Return the listing verbatim, images left out.

#### [Record set]
= = = =
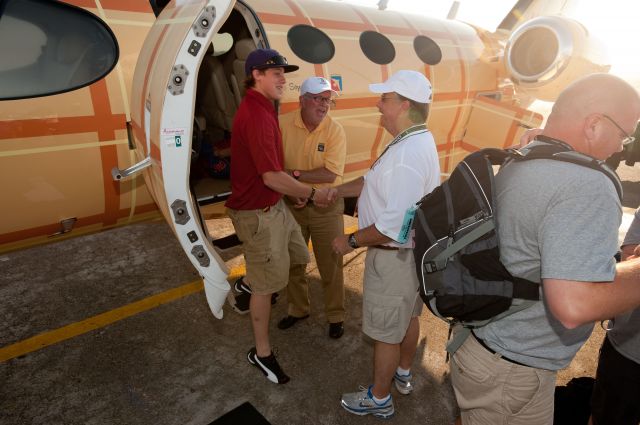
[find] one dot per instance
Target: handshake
(322, 197)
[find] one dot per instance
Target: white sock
(381, 400)
(403, 372)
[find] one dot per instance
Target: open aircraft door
(162, 113)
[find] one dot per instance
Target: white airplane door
(162, 113)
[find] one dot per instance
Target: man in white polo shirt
(406, 170)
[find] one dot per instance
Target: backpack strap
(560, 151)
(461, 336)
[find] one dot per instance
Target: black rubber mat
(245, 414)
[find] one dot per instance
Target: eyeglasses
(322, 99)
(277, 60)
(627, 138)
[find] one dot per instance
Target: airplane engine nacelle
= = = =
#### [Exercise response]
[find] one dot per instance
Target: handshake
(322, 197)
[find] one dot per instance
Target: white sock
(381, 400)
(403, 372)
[find] one dot per instance
Target: open aircraft door
(162, 113)
[find] one dot per instance
Target: white airplane door
(162, 113)
[find] one dot per instance
Target: man in white polo shirt
(406, 170)
[find] one dot per instance
Target: backpack strap
(560, 151)
(461, 336)
[find] one dot per instance
Target: black rubber mat
(245, 414)
[find] one dot per instance
Target: eyeglasses
(322, 99)
(277, 60)
(627, 138)
[find] one dot per instance
Target: airplane engine nacelle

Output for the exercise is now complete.